* **Exercise**:
Report how many lines in the records carry the string "drawer", and give no further text.

* **The data**:
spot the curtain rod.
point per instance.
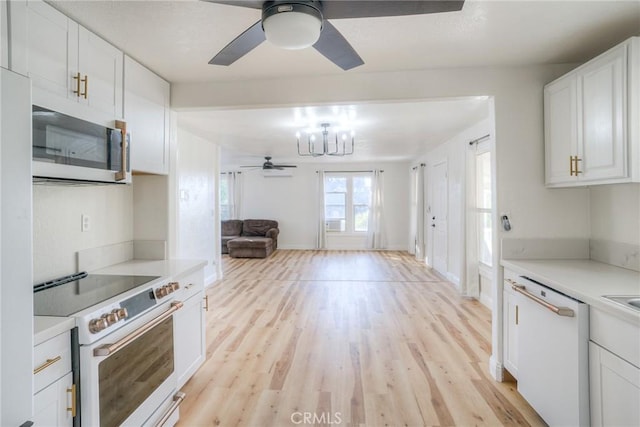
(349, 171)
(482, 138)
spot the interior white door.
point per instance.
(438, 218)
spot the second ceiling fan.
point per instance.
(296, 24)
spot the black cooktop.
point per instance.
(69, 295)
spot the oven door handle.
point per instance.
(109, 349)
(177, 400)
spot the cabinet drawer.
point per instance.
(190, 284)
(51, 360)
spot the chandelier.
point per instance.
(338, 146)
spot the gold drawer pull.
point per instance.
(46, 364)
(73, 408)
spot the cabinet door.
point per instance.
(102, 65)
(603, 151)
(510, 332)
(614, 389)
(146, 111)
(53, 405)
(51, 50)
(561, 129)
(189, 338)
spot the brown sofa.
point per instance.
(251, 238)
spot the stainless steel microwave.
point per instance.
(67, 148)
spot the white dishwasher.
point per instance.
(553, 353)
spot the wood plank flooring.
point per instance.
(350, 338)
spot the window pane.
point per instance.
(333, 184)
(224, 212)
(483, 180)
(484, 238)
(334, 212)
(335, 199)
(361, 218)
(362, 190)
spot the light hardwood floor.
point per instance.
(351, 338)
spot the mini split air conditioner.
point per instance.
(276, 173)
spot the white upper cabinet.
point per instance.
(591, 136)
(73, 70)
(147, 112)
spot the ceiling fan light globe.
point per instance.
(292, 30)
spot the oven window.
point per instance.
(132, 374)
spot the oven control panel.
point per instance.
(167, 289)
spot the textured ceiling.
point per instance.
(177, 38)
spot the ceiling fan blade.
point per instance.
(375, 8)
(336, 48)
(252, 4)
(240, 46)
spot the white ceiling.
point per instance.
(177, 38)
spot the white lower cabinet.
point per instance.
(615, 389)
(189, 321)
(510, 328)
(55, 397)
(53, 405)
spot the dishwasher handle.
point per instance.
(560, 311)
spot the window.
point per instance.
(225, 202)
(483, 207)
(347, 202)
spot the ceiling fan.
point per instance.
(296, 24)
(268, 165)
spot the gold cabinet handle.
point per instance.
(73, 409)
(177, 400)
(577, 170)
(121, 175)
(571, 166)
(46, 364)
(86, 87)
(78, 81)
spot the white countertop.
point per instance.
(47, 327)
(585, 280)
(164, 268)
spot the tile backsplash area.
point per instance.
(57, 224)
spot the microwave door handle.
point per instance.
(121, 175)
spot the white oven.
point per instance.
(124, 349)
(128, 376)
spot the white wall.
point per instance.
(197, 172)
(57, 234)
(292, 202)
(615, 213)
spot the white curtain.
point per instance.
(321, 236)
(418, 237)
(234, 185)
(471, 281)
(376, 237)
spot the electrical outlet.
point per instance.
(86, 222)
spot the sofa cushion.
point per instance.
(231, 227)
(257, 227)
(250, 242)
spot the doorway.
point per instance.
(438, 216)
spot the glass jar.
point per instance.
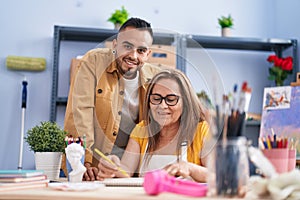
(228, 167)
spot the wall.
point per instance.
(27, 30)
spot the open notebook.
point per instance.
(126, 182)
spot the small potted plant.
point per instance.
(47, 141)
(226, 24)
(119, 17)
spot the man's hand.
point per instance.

==

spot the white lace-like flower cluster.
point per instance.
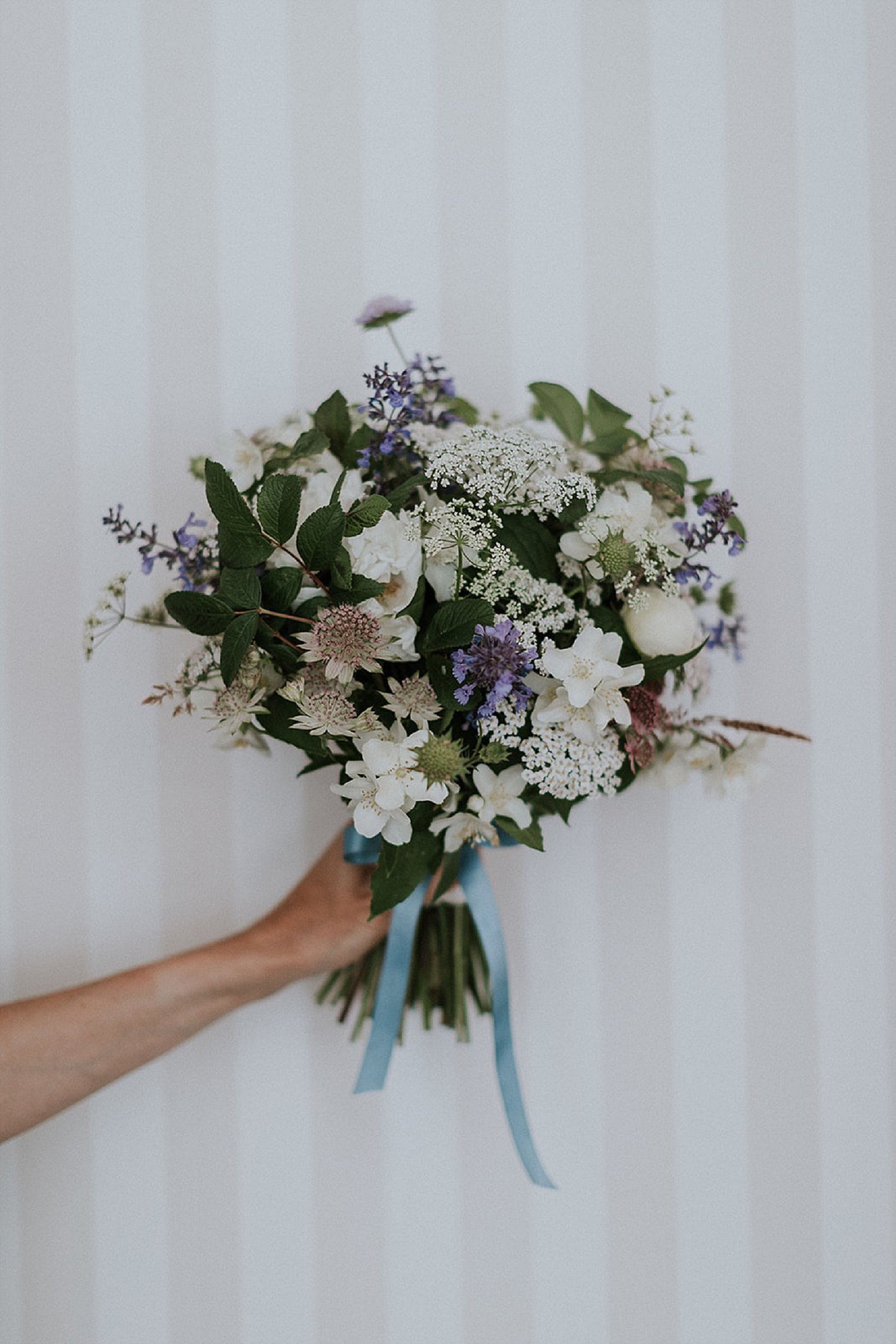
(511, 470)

* **Finished task**:
2